[Excerpts from a detection dataset]
════════════════════
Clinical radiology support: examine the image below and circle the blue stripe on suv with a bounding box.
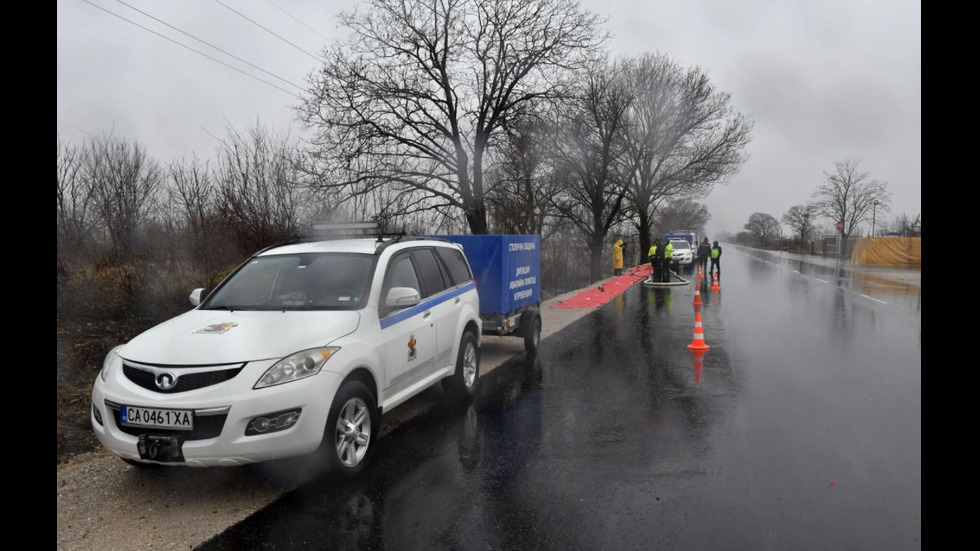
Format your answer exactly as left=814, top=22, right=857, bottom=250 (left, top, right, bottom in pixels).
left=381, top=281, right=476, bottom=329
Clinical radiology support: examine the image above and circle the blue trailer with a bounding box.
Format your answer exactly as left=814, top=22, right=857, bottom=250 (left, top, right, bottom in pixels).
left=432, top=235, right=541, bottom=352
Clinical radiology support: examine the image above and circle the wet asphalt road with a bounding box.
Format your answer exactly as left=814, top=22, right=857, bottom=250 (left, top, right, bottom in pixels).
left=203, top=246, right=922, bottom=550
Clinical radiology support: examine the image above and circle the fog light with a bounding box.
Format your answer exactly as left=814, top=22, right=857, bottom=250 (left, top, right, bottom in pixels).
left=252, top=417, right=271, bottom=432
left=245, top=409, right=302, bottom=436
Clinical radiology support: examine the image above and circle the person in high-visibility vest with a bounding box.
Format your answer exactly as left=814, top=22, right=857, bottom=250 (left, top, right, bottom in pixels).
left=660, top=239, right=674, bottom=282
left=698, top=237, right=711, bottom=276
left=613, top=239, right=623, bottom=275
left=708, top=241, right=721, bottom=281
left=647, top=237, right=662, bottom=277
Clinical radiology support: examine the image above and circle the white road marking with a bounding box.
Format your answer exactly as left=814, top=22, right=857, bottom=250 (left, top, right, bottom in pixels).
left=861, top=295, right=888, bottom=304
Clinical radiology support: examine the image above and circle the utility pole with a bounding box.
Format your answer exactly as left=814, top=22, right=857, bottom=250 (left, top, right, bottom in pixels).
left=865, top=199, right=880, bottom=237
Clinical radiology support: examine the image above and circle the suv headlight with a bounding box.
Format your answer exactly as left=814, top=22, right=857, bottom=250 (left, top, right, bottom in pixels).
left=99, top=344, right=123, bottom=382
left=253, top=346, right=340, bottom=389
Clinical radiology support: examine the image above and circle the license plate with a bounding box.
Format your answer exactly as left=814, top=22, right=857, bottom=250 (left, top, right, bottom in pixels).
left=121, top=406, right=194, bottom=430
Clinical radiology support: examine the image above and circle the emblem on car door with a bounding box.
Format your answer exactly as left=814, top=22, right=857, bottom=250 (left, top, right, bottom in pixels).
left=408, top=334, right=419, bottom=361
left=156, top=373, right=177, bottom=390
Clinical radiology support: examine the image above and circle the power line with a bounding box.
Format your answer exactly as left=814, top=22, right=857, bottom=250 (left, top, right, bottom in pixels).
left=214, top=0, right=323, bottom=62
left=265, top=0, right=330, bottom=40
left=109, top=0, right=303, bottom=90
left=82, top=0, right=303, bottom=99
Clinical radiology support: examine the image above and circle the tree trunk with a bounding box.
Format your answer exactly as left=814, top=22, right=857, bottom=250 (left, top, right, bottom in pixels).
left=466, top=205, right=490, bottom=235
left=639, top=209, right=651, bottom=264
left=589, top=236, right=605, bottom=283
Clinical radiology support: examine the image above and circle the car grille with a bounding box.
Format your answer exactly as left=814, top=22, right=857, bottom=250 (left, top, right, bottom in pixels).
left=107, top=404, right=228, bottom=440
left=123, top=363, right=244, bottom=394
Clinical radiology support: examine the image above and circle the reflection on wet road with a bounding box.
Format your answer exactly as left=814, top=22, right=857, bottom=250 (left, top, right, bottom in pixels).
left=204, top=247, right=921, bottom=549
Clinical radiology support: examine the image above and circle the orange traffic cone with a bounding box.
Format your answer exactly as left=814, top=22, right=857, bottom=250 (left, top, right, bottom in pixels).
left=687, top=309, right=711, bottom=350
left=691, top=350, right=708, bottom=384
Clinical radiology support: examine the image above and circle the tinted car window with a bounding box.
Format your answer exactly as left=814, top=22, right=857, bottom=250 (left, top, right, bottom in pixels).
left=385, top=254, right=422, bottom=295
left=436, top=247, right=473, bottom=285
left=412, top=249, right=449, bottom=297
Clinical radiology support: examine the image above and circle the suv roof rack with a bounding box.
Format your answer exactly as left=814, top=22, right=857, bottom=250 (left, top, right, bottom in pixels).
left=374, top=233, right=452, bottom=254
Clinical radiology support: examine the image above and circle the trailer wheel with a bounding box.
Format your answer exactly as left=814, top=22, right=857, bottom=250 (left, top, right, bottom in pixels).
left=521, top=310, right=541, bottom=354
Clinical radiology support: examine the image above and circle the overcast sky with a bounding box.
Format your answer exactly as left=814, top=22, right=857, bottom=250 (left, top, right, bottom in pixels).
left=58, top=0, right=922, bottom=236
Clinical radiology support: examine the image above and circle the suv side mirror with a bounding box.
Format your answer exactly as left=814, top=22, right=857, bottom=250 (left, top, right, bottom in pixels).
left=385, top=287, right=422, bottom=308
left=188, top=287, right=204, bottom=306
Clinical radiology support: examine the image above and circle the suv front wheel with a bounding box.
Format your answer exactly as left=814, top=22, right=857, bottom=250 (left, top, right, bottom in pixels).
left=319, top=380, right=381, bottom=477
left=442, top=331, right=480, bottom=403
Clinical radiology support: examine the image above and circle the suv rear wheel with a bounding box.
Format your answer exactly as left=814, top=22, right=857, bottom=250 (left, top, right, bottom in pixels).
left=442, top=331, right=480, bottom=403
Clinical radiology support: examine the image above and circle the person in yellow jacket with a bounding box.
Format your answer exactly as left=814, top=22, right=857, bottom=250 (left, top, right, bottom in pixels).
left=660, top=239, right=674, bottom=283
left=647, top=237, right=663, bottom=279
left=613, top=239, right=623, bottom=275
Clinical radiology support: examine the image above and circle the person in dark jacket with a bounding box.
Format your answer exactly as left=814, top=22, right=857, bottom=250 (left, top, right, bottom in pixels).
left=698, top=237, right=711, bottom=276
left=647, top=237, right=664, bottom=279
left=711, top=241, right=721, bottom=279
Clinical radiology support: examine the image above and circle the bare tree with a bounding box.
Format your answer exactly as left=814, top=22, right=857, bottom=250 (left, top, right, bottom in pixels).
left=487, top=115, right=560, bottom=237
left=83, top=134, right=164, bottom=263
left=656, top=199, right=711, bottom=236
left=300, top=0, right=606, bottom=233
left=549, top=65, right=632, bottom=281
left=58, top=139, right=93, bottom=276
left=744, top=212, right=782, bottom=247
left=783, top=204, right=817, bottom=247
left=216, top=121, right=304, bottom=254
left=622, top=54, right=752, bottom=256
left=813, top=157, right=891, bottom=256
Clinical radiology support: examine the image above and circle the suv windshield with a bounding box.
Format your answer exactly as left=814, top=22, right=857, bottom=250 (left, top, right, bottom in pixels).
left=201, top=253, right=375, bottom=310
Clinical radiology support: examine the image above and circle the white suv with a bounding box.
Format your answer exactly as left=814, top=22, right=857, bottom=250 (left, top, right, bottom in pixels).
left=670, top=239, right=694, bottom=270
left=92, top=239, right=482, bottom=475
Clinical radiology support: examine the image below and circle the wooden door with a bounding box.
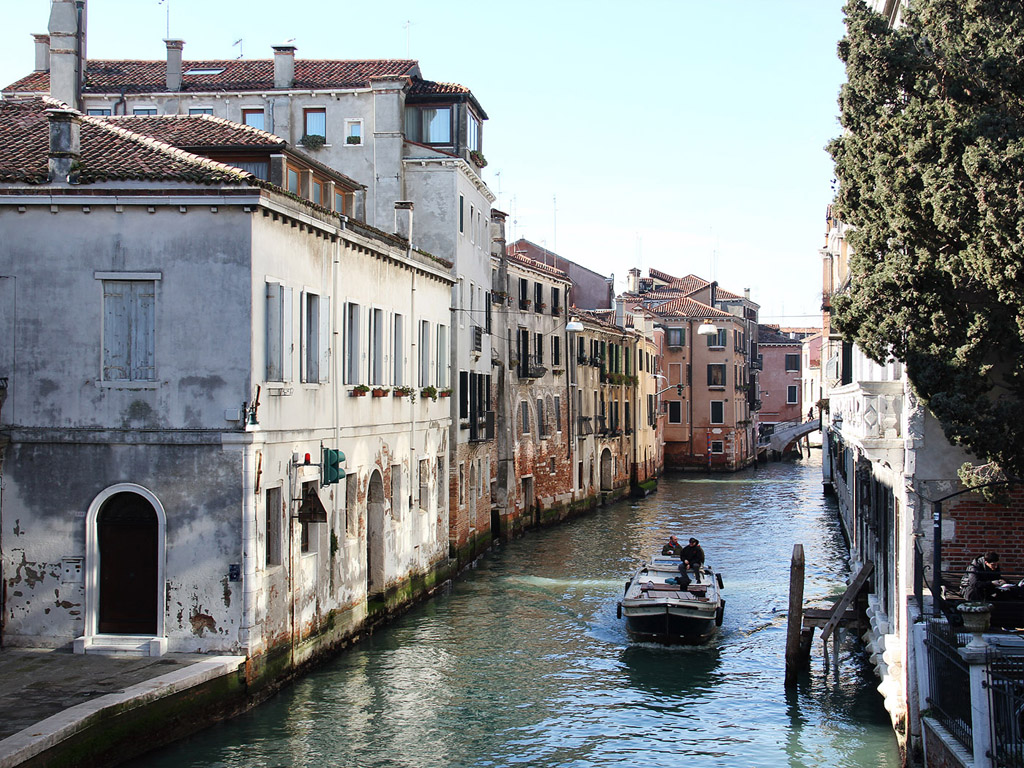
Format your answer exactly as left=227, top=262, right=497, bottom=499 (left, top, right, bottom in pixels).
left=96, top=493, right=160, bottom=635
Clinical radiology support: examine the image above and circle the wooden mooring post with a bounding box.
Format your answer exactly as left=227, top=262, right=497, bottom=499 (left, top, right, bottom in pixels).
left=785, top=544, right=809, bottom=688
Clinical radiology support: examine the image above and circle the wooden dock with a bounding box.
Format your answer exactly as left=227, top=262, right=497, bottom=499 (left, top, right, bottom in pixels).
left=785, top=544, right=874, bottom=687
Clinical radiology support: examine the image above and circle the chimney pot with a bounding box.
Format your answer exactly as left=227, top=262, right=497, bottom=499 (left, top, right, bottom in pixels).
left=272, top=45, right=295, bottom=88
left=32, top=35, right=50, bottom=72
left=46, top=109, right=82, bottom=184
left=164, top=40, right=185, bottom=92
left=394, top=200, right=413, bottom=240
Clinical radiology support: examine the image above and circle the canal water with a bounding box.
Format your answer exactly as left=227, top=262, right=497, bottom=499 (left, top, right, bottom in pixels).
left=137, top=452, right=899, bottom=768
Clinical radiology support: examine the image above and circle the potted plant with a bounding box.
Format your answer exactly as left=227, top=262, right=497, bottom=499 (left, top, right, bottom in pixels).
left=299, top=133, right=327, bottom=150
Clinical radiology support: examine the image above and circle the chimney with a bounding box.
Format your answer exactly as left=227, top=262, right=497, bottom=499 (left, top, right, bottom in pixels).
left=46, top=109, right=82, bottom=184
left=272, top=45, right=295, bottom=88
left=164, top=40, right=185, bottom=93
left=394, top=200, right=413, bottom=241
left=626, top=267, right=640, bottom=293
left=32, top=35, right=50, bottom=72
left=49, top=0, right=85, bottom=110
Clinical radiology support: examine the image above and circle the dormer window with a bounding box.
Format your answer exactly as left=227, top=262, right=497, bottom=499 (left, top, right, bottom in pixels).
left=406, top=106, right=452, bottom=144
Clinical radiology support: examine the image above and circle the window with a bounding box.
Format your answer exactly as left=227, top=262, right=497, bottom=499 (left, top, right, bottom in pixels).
════════════════════
Reproduce the data from the line with "dark jacket with a bounding box." through the line with "left=711, top=241, right=721, bottom=279", requests included. Multiply every bounding-box coordinate in the answers by 2.5 and round to whole numbers, with halves going up, but leave the requests and their format samples unchanged.

Clinical radiology support: examine the image above and circle the person in dark jacket with a bounding box.
Format your answer exactly as left=814, top=22, right=857, bottom=250 (left, top, right, bottom in pixels).
left=1745, top=593, right=1778, bottom=690
left=1618, top=593, right=1660, bottom=698
left=1778, top=603, right=1803, bottom=698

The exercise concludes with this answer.